Written exercise: Reproduce the lines from the line with "For every instance of the wooden" to the line with "x=457 y=187", swapping every "thickest" for "widest" and leaving all else unchanged.

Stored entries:
◆ ◆ ◆ ◆ ◆ ◆ ◆

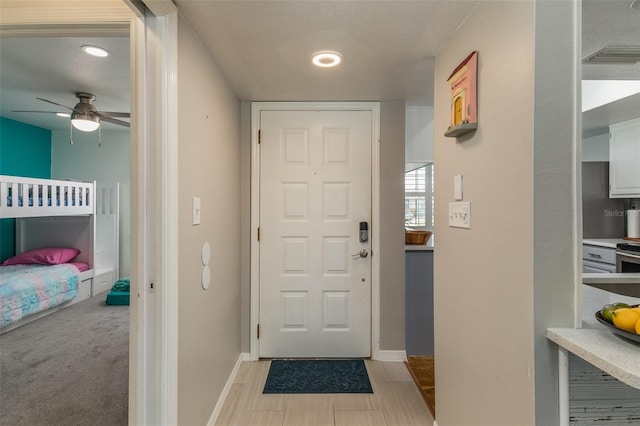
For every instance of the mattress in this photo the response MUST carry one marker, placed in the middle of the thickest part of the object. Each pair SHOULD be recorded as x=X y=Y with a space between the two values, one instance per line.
x=29 y=289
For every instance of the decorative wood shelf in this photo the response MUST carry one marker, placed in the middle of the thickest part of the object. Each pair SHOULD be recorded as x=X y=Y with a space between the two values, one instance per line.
x=460 y=129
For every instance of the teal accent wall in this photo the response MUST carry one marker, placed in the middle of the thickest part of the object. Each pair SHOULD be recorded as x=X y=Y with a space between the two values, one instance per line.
x=25 y=150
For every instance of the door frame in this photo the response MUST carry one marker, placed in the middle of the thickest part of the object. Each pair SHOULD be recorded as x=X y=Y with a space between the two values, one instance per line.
x=256 y=109
x=153 y=340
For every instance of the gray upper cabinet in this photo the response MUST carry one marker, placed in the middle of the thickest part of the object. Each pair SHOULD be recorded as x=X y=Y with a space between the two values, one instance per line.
x=624 y=157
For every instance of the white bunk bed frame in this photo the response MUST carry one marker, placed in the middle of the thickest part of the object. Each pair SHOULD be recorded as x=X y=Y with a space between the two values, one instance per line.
x=86 y=218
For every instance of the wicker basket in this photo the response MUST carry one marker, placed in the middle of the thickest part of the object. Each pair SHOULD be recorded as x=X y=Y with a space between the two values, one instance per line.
x=416 y=237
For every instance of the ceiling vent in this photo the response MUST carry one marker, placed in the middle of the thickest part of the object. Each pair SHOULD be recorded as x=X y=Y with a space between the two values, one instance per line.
x=614 y=55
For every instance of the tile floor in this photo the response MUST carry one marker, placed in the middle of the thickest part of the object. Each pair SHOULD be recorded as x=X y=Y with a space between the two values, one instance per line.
x=396 y=401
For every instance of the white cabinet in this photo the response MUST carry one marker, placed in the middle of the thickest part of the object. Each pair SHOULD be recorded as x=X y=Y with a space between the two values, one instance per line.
x=624 y=157
x=596 y=259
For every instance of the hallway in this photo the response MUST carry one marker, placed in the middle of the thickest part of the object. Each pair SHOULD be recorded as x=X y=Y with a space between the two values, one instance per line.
x=396 y=401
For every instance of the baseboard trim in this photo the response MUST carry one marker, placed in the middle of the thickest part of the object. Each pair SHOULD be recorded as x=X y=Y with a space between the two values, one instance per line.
x=391 y=356
x=225 y=392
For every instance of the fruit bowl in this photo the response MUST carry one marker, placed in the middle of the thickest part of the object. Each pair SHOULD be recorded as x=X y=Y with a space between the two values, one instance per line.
x=615 y=330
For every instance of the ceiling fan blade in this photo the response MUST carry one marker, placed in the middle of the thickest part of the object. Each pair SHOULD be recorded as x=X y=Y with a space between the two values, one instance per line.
x=55 y=103
x=107 y=114
x=115 y=121
x=42 y=112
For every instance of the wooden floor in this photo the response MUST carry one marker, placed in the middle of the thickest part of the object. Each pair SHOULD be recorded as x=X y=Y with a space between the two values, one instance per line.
x=423 y=372
x=396 y=401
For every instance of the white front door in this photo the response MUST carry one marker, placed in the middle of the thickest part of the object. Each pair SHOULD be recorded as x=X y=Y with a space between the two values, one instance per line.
x=315 y=190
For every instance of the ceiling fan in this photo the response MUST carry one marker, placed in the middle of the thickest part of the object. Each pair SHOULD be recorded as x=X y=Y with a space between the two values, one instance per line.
x=85 y=116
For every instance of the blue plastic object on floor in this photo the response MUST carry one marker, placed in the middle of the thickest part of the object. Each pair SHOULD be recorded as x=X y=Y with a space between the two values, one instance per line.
x=117 y=298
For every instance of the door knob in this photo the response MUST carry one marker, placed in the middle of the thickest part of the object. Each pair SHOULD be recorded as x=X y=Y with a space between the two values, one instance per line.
x=362 y=253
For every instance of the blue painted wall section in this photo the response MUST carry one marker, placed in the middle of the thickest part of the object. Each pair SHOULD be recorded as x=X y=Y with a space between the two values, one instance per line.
x=25 y=150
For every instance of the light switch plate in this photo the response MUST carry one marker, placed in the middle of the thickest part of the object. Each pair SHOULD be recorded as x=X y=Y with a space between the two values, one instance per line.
x=460 y=215
x=195 y=211
x=457 y=187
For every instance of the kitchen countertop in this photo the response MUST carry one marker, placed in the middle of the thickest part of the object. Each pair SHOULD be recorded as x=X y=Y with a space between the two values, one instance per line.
x=595 y=344
x=627 y=284
x=603 y=242
x=418 y=247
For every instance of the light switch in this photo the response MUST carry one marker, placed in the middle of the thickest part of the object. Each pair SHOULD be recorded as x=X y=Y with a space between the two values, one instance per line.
x=195 y=211
x=457 y=188
x=460 y=215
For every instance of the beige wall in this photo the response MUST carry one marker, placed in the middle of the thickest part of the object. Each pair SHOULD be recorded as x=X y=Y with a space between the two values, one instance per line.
x=391 y=226
x=484 y=276
x=557 y=235
x=209 y=164
x=501 y=283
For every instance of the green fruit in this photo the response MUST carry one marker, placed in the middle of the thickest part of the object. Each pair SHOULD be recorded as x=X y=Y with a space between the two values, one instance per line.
x=607 y=310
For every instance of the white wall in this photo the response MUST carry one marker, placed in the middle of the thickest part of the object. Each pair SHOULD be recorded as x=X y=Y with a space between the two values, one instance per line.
x=391 y=256
x=500 y=284
x=596 y=148
x=209 y=168
x=419 y=134
x=85 y=160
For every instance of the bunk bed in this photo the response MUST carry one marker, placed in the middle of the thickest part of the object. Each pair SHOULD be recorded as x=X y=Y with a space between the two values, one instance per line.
x=67 y=230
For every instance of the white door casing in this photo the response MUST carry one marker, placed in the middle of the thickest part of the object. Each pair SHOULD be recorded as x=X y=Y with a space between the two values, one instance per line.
x=315 y=189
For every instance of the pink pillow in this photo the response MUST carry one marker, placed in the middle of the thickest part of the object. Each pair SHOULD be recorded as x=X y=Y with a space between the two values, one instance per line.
x=81 y=266
x=43 y=256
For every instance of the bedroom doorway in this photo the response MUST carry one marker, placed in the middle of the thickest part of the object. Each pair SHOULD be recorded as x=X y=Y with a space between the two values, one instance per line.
x=85 y=160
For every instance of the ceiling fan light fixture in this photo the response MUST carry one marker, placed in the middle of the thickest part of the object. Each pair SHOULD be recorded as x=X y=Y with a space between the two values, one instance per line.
x=85 y=122
x=326 y=59
x=96 y=51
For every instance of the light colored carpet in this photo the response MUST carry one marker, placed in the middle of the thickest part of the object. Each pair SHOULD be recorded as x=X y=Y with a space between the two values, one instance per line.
x=69 y=368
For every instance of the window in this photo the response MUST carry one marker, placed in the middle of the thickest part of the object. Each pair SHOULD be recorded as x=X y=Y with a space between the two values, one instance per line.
x=418 y=198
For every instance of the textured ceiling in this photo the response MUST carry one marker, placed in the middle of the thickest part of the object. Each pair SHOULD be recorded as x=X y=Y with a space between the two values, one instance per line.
x=264 y=48
x=55 y=68
x=606 y=23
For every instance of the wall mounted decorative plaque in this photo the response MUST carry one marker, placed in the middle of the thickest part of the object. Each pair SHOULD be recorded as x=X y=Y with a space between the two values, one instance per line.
x=464 y=113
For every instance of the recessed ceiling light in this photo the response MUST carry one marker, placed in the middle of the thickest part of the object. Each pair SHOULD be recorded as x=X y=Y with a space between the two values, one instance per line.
x=95 y=51
x=326 y=59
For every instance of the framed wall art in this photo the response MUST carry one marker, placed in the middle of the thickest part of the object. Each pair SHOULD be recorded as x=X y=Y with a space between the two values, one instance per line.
x=464 y=110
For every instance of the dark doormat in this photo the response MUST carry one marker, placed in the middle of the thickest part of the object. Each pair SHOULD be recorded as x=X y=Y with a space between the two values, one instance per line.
x=318 y=376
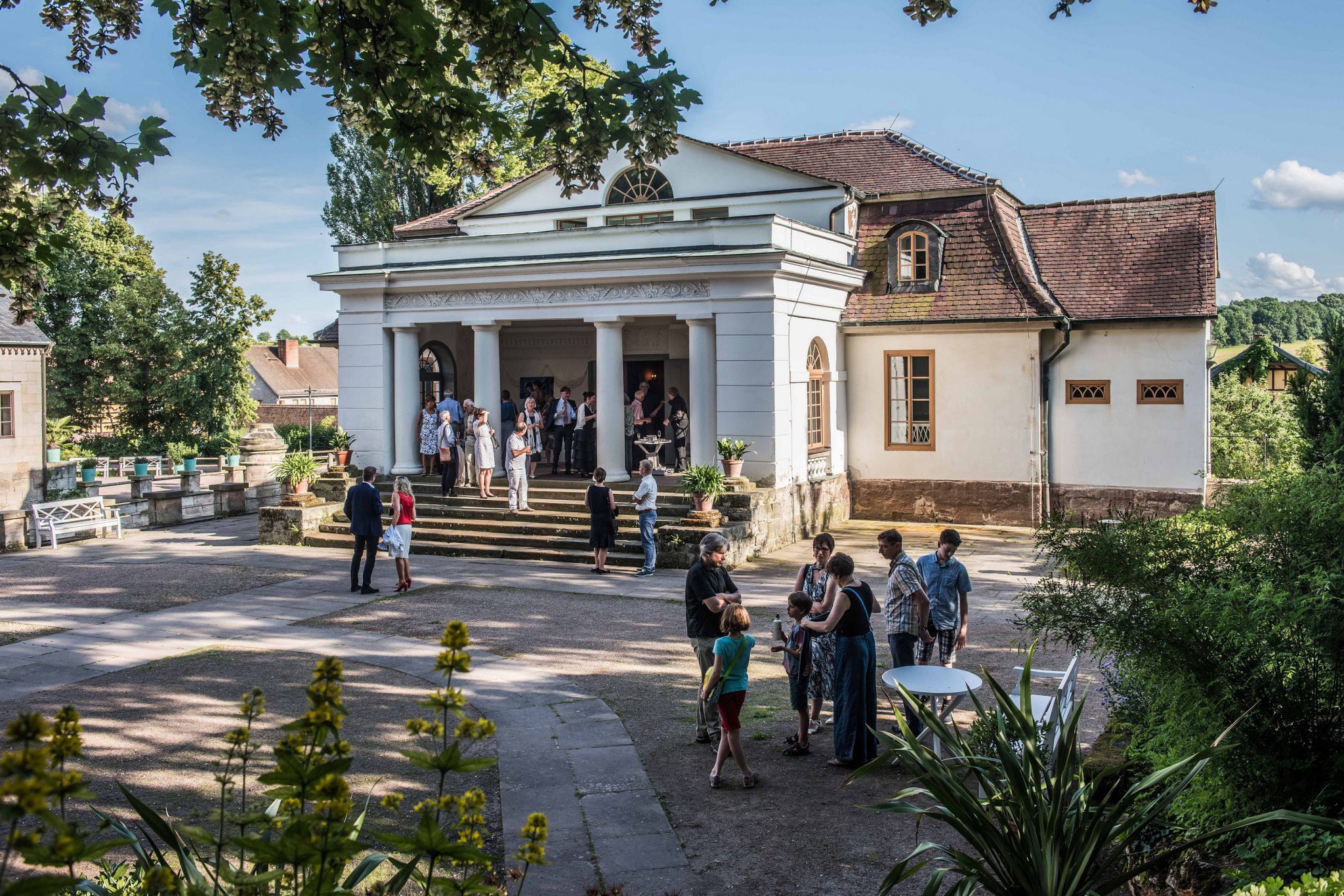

◆ ◆ ◆ ◆ ◆ ◆ ◆

Solution for this task:
For every instance of the wooden floor in this photo the response MUST carry one marker, placed in the middle of the widest part of the object. Each pair SHOULD be recorded as x=X y=Y with a space between the two values, one instance per line.
x=423 y=372
x=396 y=401
For every instance of the white front door in this photo the response MUST carry one marker, placed in the middle of the widest part of the object. Each pair SHOULD be recorded as x=X y=Y with a space between the two values, one instance per line.
x=315 y=190
For every instance of the ceiling fan in this photo the response MUST carry one marker, placed in the middle of the widest part of the object. Each pair SHOULD be recorded as x=X y=Y with a space between the two values, one instance per line.
x=85 y=116
For every instance of the blue plastic object on floor in this photo the response MUST carry one marker, placed in the middle of the widest part of the object. Each pair SHOULD be recorded as x=X y=Y with a space between the two values, one instance per line.
x=117 y=298
For every instance of the door knob in this photo the response MUST carry one marker, placed in the middle of the widest part of the object. Each pair SHOULD be recorded as x=X y=Y with a space between the two values, one instance per line.
x=362 y=253
For every instance of the blue painted wall section in this photo the response MUST carry one marker, placed in the middle of the widest part of the object. Each pair SHOULD be recorded as x=X y=Y with a space between the two values, one instance per line.
x=25 y=150
For every instance of the light switch plate in this photo the response MUST carry one marker, placed in the middle of the widest part of the object. Each pair SHOULD be recorded as x=X y=Y with a space between the two values, one instance per line.
x=460 y=215
x=195 y=211
x=457 y=187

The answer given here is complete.